## Excerpted text:
About 1,800 American men each year are diagnosed with breast cancer, but they often feel "stigmatized."
"You feel taboo. You can't talk about it. People go, 'You got breast cancer? That's a woman's disease,'" Silva said. "You hear that enough times and you know what, let me just keep quiet."
But the nightmare was just beginning. Silva received the results of a blood test, which showed that he carried a specific "gene" for an aggressive form of breast cancer.
Upon hearing this news, his 32-year-old daughter, Vanessa Silva, was screened in May 2007. As they feared, she too had breast cancer.
"I just kept on going, 'Oh, my goodness, I have cancer,'" she said.
Silva was filled with fear and guilt.
"I'm crying like a baby," Silva said. "I was taking blame. I was saying, 'I passed this on to my daughter.'"
Within days, both father and daughter had surgery to remove their breast cancers. Then, they started chemotherapy together.
"No one really understands what I'm going through but my Dad," Vanessa Silva said. "Because he was feeling the same way."
"We were the rock stars of the hospital. Father and daughter. We never had this before," Silva said.
Vanessa Silva completed her treatment in December 2007, and her father finished the next month. Today both father and daughter are screened every three months, and they remain cancer free.
"I think this made us closer," Vanessa Silva said. "Now we have this bond because we both had breast cancer. We both have been through it. We both beat it."
Combating the disease together, they say their father-daughter bond grew stronger and deeper.
"She's my daughter. I love her to death," Silva said. "But she's my friend now -- a very close friend."

## Assignment A:
Condense the paragraph of the breast cancer excerpt that begins "Vanessa Silva completed her treatment," keeping its main facts.
## Assignment B:
Repeat word for word the part of the breast cancer excerpt between "Within days, both" and "stronger and deeper.", inclusive.

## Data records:

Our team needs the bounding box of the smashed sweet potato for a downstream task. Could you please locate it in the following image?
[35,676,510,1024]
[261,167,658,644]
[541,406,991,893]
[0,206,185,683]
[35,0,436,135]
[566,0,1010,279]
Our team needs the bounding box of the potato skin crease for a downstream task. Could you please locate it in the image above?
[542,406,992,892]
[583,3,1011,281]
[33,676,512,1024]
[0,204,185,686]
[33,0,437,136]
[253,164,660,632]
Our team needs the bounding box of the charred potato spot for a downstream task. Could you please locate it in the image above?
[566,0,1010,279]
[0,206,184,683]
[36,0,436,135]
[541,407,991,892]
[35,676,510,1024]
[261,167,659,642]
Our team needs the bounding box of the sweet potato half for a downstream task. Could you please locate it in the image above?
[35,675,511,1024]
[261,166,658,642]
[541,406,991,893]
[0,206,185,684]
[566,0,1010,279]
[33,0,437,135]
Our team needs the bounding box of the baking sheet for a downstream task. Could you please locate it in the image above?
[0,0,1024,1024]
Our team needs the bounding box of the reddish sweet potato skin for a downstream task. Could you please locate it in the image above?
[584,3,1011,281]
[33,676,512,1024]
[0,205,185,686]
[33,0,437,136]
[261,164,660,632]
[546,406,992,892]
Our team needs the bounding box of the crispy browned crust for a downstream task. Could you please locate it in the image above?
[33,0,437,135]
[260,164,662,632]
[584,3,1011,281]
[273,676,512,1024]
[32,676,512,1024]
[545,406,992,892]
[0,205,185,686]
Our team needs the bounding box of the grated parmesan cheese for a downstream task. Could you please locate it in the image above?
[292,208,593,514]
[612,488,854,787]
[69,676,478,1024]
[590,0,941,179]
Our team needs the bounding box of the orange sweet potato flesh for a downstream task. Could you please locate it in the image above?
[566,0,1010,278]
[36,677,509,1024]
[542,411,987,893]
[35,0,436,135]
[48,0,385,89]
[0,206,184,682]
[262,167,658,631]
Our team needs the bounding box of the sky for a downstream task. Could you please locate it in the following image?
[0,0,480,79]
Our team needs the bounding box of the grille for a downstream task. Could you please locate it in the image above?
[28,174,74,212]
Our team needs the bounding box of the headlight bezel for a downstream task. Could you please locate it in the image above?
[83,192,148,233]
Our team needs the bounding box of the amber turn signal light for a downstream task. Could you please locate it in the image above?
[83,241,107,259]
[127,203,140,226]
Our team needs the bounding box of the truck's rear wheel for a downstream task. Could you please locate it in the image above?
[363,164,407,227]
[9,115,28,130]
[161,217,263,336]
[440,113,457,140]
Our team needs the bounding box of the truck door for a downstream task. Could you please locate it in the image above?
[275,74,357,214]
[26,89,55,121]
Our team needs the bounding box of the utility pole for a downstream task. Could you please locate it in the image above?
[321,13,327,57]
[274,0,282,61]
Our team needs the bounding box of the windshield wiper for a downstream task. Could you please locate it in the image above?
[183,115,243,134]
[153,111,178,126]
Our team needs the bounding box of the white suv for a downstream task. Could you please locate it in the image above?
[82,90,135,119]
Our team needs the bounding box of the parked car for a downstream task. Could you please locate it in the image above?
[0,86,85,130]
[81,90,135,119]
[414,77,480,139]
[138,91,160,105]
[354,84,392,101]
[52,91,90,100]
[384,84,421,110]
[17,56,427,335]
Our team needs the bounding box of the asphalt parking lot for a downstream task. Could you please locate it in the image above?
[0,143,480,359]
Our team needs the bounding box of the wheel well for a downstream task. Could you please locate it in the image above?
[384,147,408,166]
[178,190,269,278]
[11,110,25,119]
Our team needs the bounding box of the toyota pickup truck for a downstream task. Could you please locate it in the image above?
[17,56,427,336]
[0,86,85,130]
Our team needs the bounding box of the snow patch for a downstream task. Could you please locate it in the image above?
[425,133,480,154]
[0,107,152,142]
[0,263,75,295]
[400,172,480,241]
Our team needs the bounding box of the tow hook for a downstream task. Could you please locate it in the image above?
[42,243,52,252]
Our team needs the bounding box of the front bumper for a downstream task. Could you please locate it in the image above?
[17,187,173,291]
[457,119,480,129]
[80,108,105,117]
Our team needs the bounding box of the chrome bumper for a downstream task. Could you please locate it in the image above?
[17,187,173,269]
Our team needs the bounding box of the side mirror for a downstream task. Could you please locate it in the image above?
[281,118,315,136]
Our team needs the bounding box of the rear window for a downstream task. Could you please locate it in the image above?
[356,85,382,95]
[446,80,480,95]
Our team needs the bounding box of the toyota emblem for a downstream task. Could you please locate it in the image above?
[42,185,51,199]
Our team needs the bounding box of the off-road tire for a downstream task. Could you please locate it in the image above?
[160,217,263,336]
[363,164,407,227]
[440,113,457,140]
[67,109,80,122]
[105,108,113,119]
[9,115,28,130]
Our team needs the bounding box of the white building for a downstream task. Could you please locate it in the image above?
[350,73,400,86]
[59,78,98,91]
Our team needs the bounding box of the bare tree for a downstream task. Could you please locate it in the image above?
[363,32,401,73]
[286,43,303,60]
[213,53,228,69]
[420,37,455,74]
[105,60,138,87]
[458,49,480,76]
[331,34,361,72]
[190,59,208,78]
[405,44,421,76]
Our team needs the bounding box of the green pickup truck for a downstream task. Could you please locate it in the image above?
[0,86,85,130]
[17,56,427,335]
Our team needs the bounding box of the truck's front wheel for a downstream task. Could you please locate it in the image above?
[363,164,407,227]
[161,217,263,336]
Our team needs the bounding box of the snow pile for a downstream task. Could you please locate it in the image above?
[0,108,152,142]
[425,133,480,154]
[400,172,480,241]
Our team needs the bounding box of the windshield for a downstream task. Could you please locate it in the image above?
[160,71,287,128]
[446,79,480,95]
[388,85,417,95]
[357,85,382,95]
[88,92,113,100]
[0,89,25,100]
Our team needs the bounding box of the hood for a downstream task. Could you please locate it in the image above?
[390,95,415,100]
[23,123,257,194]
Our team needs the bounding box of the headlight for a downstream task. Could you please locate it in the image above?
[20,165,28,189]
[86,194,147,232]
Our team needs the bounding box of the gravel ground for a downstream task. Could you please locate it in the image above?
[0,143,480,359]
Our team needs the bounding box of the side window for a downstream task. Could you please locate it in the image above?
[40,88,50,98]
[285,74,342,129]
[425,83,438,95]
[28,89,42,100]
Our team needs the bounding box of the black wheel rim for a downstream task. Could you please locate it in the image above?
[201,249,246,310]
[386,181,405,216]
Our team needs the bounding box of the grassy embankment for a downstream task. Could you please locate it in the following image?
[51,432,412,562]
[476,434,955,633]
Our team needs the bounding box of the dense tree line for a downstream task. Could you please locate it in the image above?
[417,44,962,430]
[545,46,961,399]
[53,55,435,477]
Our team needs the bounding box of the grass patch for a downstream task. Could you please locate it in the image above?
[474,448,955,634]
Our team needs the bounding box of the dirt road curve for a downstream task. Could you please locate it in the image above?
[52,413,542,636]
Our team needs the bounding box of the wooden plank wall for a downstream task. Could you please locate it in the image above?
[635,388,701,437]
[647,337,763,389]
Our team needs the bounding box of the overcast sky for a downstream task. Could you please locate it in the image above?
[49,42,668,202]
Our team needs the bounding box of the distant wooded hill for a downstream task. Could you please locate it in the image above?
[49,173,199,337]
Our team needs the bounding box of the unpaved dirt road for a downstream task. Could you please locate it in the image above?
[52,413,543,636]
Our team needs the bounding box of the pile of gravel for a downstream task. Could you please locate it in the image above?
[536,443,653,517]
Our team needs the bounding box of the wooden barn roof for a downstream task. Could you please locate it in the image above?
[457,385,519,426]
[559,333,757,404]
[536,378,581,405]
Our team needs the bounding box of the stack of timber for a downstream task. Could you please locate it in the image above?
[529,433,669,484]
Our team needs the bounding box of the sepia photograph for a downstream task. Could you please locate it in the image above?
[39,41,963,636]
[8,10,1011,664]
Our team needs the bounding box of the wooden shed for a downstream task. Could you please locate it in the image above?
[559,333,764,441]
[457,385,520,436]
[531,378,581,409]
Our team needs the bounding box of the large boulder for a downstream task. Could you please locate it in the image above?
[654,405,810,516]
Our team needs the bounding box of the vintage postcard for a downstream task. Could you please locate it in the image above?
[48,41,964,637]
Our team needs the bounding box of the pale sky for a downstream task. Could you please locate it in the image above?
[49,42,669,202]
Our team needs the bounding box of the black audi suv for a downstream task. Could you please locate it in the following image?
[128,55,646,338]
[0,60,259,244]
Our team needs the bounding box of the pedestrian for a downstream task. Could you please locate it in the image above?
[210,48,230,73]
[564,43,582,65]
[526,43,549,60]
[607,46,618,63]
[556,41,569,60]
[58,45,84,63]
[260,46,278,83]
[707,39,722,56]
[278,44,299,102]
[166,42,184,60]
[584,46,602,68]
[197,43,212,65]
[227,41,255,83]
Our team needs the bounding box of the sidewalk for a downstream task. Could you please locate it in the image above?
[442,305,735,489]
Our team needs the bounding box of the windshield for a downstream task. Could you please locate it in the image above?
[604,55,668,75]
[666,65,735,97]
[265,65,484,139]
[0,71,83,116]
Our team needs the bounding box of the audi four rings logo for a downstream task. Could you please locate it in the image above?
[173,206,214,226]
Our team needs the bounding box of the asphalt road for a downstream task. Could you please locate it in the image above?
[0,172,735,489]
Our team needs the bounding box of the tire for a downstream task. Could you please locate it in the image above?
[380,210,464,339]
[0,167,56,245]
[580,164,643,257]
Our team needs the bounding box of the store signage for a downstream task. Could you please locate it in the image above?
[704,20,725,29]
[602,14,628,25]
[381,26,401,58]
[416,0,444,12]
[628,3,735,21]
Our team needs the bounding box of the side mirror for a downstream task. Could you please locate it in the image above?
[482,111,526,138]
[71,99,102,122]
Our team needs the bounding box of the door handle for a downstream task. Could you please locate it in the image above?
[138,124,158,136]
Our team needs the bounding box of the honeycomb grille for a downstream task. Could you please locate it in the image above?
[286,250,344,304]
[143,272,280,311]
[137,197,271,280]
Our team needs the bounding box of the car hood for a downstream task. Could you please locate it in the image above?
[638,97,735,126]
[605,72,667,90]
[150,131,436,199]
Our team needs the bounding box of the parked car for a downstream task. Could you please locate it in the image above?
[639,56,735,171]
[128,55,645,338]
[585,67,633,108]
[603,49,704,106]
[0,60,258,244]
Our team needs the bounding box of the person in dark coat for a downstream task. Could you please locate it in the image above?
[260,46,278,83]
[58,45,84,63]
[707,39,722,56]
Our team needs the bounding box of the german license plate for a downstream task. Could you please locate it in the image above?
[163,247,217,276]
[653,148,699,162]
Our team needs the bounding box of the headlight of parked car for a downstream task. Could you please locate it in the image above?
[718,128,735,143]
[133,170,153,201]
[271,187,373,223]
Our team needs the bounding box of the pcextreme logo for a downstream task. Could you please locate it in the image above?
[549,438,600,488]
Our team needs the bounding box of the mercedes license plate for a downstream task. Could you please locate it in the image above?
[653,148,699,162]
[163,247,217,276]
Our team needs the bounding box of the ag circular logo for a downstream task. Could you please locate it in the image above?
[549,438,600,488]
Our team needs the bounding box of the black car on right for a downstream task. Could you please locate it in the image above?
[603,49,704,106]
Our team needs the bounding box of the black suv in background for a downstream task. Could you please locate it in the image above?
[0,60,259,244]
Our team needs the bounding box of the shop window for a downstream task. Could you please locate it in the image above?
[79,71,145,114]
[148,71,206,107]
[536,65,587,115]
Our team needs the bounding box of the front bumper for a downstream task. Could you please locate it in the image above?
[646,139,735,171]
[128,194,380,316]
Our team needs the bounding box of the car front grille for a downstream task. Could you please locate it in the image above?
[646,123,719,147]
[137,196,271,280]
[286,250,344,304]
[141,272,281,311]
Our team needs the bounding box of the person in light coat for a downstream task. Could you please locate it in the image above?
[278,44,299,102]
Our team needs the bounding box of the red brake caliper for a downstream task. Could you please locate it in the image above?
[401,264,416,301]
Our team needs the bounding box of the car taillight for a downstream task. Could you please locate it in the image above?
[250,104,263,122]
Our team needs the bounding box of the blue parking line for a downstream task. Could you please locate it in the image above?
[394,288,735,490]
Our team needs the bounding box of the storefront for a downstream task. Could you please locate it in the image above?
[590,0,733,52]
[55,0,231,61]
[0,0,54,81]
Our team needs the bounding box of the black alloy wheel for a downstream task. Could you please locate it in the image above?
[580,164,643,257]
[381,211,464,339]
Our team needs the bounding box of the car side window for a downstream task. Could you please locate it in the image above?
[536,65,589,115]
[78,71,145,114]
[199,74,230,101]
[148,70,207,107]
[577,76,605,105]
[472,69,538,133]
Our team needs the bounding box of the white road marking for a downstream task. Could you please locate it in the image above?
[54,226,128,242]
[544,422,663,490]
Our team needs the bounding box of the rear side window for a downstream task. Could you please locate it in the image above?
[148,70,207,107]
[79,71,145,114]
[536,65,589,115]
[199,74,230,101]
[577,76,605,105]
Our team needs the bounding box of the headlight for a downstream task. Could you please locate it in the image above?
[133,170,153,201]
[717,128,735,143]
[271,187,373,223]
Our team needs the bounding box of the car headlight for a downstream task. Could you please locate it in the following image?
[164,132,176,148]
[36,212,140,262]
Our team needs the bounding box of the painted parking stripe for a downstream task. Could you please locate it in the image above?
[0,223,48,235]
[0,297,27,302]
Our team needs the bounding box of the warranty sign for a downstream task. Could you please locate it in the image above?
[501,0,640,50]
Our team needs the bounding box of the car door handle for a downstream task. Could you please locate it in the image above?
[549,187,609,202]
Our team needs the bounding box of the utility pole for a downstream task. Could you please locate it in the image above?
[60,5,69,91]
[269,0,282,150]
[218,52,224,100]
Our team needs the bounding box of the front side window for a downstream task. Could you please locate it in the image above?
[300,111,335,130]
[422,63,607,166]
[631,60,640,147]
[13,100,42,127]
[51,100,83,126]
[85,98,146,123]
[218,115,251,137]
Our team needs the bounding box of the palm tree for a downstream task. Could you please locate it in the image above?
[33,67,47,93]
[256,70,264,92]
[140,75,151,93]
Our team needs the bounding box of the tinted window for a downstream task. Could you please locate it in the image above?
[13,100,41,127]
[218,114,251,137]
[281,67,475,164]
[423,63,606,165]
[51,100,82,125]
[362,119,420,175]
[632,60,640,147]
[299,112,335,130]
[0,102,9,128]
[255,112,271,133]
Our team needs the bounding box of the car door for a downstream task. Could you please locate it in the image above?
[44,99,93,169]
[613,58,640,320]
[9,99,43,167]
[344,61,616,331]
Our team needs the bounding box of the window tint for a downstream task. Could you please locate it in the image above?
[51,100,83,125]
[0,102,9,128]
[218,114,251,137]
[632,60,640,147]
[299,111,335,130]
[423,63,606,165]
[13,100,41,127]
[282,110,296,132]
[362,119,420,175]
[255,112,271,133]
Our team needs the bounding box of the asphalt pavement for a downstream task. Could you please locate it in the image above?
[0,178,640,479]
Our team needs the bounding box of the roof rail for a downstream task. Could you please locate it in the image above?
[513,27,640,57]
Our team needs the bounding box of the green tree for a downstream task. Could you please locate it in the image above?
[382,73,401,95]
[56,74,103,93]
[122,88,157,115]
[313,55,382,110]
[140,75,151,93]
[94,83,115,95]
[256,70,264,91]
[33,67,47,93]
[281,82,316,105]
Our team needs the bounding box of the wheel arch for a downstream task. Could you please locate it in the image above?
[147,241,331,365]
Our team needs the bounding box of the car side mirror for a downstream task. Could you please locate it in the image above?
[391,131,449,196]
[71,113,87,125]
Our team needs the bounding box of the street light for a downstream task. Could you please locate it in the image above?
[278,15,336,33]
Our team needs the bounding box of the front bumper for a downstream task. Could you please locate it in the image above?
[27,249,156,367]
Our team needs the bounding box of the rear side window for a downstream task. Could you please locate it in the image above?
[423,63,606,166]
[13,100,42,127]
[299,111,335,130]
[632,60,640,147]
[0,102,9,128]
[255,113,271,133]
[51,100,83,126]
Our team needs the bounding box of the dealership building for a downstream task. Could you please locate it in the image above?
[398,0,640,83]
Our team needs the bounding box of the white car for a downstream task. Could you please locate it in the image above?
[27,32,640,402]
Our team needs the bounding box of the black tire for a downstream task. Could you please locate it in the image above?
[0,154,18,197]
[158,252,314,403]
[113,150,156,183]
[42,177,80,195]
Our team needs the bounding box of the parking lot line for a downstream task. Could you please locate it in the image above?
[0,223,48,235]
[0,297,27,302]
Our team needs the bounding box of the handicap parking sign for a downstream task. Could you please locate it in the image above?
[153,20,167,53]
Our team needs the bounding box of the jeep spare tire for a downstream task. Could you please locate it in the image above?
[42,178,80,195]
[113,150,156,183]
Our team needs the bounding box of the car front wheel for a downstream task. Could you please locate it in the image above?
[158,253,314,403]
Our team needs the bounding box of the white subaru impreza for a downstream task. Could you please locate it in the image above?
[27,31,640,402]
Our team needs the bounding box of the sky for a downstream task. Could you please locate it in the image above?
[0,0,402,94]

## Task answer A:
Vanessa Silva finished treatment in December 2007, and her father finished a month later. Both are now screened every three months and remain cancer free.

## Task answer B:
Within days, both father and daughter had surgery to remove their breast cancers. Then, they started chemotherapy together.
"No one really understands what I'm going through but my Dad," Vanessa Silva said. "Because he was feeling the same way."
"We were the rock stars of the hospital. Father and daughter. We never had this before," Silva said.
Vanessa Silva completed her treatment in December 2007, and her father finished the next month. Today both father and daughter are screened every three months, and they remain cancer free.
"I think this made us closer," Vanessa Silva said. "Now we have this bond because we both had breast cancer. We both have been through it. We both beat it."
Combating the disease together, they say their father-daughter bond grew stronger and deeper.